== GESTELLTE AUFGABE 1 ==
Was drückt der Ausruf „Jetzt schlägts aber 13!“ laut der Passage über die Kirchturmuhr aus?

== ZITIERTE PASSAGE ==
++++++++++++++++++++

Und sie kommt aus einer Zeit, als der Glockenschlag von der Kirchturmuhr noch den Alltag getaktet hat.
Wer wissen wollte, was die Stunde geschlagen hat, musste einfach auf die Kirchenglocken achten.
Denn alle lebten eben rund um die Uhr, um die Kirchturmuhr.

Zeitansage im wahrsten Sinne des Wortes, das ist einmal ureigene kirchliche Angelegenheit gewesen.
Was für ein Service für die Kundschaft, die sich am Sonntag unterm Kirchendach versammelt hat und die Woche über unter allen Dächern die Zeit angesagt bekam.

Und normalerweise konnte es maximal 12 schlagen. Am Mittag und um Mitternacht. So war die Ordnung. Die 12 galt darum als eine heilige Zahl, als Zahl guter Regelmäßigkeit und göttlicher Regie. Schließlich gibt es 12 Apostel, 12 gute Feen im Märchen, 12 Monate, 12 Sternzeichen, 12 Tag- und Nachtstunden.

Die 13 fällt da raus. Sie ist ein Alarmzeichen. Sie kommt nämlich nach der guten 12 und sprengt den Rahmen der beruhigten Normalität. Daher gilt sie als Unglückszahl. Man vermeidet sie, wo es geht. Kein Hotelzimmer, kein Stockwerk, kein Sitzplatz mit der Nummer 13, wenns geht.

Sagt also jemand empört und aufgeregt:
„Jetzt schlägts aber 13!“ dann ist das ein vielsagender Ausdruck des Protestes und des Widerspruchs. Will sagen: Das geht aber jetzt zu weit!

Es ist sehr spät geworden schon für diese erschütterte Welt mitsamt ihrer Unordnung. Längst nicht mehr 5 vor 12, sondern im Hinblick auf Hunger, Ungerechtigkeit und Krieg vielerorts längst nach 12.

Jetzt schlägts aber 13!
Wie ein mahnender Zeigefinger zeigen die Kirchtürme zum Himmel und rufen uns auf zum Protest  für das Leben.

++++++++++++++++++++

== GEZEIGTE EINTRÄGE ==
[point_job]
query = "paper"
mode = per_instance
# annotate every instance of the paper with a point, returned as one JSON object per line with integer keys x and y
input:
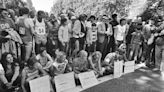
{"x": 129, "y": 67}
{"x": 88, "y": 79}
{"x": 118, "y": 69}
{"x": 64, "y": 82}
{"x": 41, "y": 84}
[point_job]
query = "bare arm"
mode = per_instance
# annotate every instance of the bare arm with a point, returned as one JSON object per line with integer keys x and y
{"x": 40, "y": 68}
{"x": 100, "y": 30}
{"x": 23, "y": 80}
{"x": 91, "y": 63}
{"x": 16, "y": 73}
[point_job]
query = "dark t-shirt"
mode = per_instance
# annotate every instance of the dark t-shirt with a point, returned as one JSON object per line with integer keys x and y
{"x": 114, "y": 23}
{"x": 6, "y": 24}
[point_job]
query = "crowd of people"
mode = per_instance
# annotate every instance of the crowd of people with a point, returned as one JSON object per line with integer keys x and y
{"x": 34, "y": 45}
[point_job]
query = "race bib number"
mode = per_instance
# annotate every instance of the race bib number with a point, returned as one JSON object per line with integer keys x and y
{"x": 41, "y": 31}
{"x": 22, "y": 31}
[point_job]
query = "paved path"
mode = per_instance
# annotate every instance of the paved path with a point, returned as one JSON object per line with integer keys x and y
{"x": 142, "y": 80}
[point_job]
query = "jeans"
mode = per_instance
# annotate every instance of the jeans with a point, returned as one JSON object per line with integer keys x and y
{"x": 28, "y": 50}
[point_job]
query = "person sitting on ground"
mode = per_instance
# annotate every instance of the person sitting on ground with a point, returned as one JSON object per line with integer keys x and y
{"x": 45, "y": 60}
{"x": 32, "y": 71}
{"x": 95, "y": 63}
{"x": 80, "y": 64}
{"x": 10, "y": 75}
{"x": 61, "y": 64}
{"x": 109, "y": 60}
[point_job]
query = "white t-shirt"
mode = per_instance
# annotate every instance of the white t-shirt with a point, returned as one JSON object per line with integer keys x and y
{"x": 40, "y": 28}
{"x": 121, "y": 30}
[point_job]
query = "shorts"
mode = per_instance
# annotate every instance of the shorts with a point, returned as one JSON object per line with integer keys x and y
{"x": 40, "y": 39}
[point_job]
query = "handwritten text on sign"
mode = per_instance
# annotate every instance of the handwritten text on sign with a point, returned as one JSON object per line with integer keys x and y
{"x": 41, "y": 84}
{"x": 88, "y": 79}
{"x": 64, "y": 82}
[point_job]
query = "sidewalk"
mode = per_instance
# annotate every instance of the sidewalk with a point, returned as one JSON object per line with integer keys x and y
{"x": 104, "y": 80}
{"x": 142, "y": 80}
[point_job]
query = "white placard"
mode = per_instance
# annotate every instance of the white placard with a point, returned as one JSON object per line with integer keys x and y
{"x": 41, "y": 84}
{"x": 118, "y": 69}
{"x": 64, "y": 82}
{"x": 88, "y": 79}
{"x": 129, "y": 67}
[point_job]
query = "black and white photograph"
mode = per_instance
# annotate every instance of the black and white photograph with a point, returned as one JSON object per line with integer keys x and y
{"x": 81, "y": 45}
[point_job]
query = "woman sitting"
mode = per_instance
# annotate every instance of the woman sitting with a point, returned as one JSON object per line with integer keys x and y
{"x": 32, "y": 71}
{"x": 112, "y": 57}
{"x": 61, "y": 64}
{"x": 10, "y": 75}
{"x": 46, "y": 61}
{"x": 80, "y": 64}
{"x": 95, "y": 63}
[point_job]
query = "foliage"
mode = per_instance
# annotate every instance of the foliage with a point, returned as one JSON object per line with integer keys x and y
{"x": 94, "y": 7}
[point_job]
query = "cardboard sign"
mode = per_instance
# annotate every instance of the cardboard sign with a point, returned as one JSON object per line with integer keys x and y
{"x": 41, "y": 84}
{"x": 129, "y": 67}
{"x": 88, "y": 79}
{"x": 64, "y": 82}
{"x": 118, "y": 69}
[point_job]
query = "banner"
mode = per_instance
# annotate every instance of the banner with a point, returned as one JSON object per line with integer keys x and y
{"x": 88, "y": 79}
{"x": 118, "y": 69}
{"x": 64, "y": 82}
{"x": 41, "y": 84}
{"x": 129, "y": 67}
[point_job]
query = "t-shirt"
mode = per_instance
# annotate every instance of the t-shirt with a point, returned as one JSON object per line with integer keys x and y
{"x": 6, "y": 24}
{"x": 40, "y": 27}
{"x": 1, "y": 69}
{"x": 137, "y": 38}
{"x": 63, "y": 34}
{"x": 32, "y": 74}
{"x": 80, "y": 65}
{"x": 60, "y": 67}
{"x": 121, "y": 30}
{"x": 44, "y": 60}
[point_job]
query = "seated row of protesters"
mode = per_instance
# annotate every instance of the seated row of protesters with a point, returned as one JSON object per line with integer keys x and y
{"x": 43, "y": 64}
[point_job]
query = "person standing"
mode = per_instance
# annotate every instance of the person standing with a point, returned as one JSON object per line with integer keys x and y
{"x": 63, "y": 35}
{"x": 114, "y": 23}
{"x": 26, "y": 30}
{"x": 121, "y": 31}
{"x": 148, "y": 33}
{"x": 41, "y": 30}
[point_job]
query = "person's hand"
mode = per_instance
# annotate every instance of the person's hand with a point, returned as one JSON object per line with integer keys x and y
{"x": 156, "y": 34}
{"x": 63, "y": 43}
{"x": 116, "y": 42}
{"x": 9, "y": 85}
{"x": 152, "y": 28}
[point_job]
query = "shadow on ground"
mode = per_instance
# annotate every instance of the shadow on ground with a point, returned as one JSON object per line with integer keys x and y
{"x": 142, "y": 80}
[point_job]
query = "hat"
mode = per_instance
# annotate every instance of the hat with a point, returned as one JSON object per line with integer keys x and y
{"x": 73, "y": 17}
{"x": 122, "y": 47}
{"x": 105, "y": 17}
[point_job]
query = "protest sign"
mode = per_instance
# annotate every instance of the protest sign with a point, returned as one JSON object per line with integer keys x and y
{"x": 88, "y": 79}
{"x": 64, "y": 82}
{"x": 41, "y": 84}
{"x": 129, "y": 67}
{"x": 118, "y": 69}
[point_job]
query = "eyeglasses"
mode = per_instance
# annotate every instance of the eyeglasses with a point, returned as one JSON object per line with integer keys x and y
{"x": 6, "y": 13}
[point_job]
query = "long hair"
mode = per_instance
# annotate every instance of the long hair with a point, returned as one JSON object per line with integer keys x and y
{"x": 4, "y": 61}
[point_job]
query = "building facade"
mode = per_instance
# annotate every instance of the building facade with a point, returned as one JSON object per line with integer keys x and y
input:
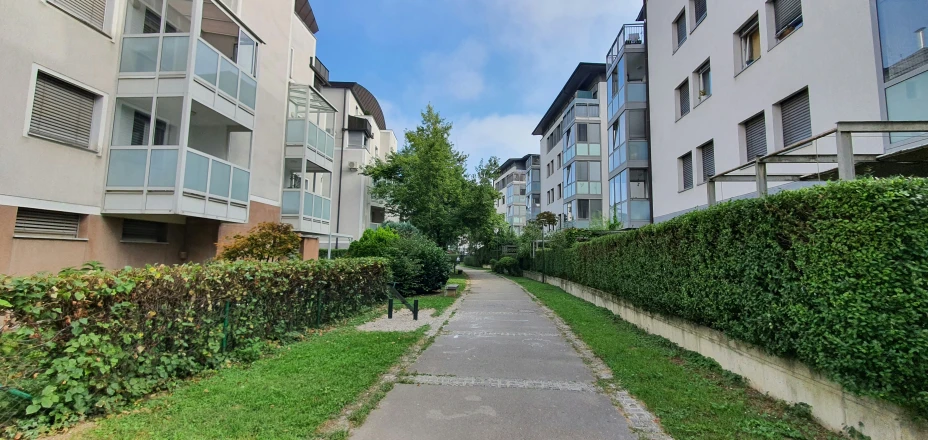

++++++++++++++++++++

== GESTELLTE AUFGABE 2 ==
Gib die Anzahl der Zeilen in den Einträgen an, die die Zeichenfolge „black“ enthalten, wobei Groß- und Kleinschreibung zählt. Nenne nur die Zahl.

== VOLLSTÄNDIGE ANTWORT 1 ==
Er ist ein Ausdruck des Protestes und des Widerspruchs und will sagen: Das geht aber jetzt zu weit!

== VOLLSTÄNDIGE ANTWORT 2 ==
2